TEXT UNDER STUDY:
The World Health Organisation might have just made things worse for intersex people

The World Health Organisation has sparked concern from intersex rights activists by maintaining existing guidelines on intersex people and even adding a new diagnosis for intersex children.

On Monday, the World Health Organisation (WHO) announced that they will remove the classification of being transgender as a mental illness, in a move that has been widely praised by trans rights activists.

In the 11th revision of the International Classification for Diseases (ICD), a key document used by governments around the world as a basis for their health policies and practice, the WHO moved being transgender from a mental health issue to one of sexual health.

Trans rights protestors (MARVIN RECINOS/AFP/Getty Images)

While this move has been widely praised and is part of the first edit of the ICD since 1992, intersex activists have expressed concerns about another part of the ICD that was not edited.

Intersex is the term used to refer to people with variations of physical characteristics – such as chromosomes or reproductive organs – that do not fit as either traditionally defined “male” or “female”.

OII Europe, one of the main intersex advocacy groups in the continent, highlight that the WHO did not remove the classification of intersex as a disorder, despite criticism of the ICD from human rights bodies and intersex people themselves.

The intersex pride flag (Creative Commons)

Dan Christian Ghattas, Executive Director of OII Europe said on Tuesday: “Removing trans identities from the list of mental health chapter is an important and overdue step.

PROVIDED DATA:
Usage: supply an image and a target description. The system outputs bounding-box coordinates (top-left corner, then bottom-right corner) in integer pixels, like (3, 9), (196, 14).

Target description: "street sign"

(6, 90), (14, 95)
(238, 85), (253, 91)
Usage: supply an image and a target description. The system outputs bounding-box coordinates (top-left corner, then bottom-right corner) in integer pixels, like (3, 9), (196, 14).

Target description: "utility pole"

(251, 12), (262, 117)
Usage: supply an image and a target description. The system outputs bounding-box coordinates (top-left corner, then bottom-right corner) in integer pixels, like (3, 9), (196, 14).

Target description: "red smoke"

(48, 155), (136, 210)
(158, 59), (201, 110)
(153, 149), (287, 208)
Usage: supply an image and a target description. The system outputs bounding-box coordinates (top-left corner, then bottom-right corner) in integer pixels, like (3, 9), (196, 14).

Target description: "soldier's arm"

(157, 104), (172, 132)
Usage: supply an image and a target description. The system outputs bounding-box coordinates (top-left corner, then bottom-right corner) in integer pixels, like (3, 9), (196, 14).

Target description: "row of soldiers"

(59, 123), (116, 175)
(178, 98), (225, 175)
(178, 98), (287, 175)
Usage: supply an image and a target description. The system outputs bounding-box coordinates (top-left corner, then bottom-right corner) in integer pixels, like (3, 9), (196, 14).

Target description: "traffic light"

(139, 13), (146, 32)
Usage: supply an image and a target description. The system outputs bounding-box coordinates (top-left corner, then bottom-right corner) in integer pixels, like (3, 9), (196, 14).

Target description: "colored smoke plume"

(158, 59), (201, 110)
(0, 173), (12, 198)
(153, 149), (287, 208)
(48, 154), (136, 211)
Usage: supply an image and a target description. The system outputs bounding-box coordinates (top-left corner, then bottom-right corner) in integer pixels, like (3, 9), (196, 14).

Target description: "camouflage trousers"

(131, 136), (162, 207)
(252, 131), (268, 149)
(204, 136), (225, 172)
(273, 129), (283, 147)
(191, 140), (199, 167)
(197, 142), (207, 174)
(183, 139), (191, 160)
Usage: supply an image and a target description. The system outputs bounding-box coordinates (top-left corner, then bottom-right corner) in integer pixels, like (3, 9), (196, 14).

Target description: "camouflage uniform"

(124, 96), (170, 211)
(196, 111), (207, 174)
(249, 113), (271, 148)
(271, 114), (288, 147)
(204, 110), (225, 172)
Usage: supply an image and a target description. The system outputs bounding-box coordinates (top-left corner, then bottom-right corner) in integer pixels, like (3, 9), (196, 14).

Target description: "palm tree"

REQUIRED WORK:
1) Answer these questions from the article on the WHO and intersex people:
(a) Which revision of the International Classification for Diseases does the article discuss?
(b) Since what year is this the first edit of that classification?
(c) Who is the Executive Director of OII Europe?
2) Write what comes next in the article on the WHO and intersex people, picking up after its final sentence.
The lines above have no connection to the article on the WHO and intersex people.

YOUR RESPONSES:
1)
(a) The 11th revision.
(b) 1992.
(c) Dan Christian Ghattas.

2)
“However, we are very concerned that WHO has let the chance pass to depathologise intersex people and hence to work towards decreasing human rights violations intersex people face in medical settings.”

The original classification of intersex as a disorder was maintained despite many intersex activists working with the WHO in order to try and remove the stigma from the way intersex people are viewed in society.

As well as failing to remove being intersex as an illness, other intersex activists criticised a new diagnosis added by the WHO that focuses directly on the treatment of intersex children.

Intersex children are often operated on (PHILIPPE HUGUEN/AFP/Getty Images)

Many intersex people are non-consensually operated upon shortly after birth or as small children in order to give them binary “male” or “female” genitalia, which has been proven to cause significant distress later in life.

Kitty Anderson, the co-chair of OII Europe, criticised the updated ICD for the new diagnosis which could now increase the number of intersex children operated on without their consent.

Anderson said: “The ICD-11 establishes a new diagnosis, called ‘Gender incongruence of childhood’, which has been strongly opposed by trans and intersex experts alike.

“In 2015 a group of intersex experts already pointed towards the fact that this diagnosis has no medical utility and carries the risk of promoting stigma and discrimination.”

Activists are concerned about the new diagnosis (Creative Commons)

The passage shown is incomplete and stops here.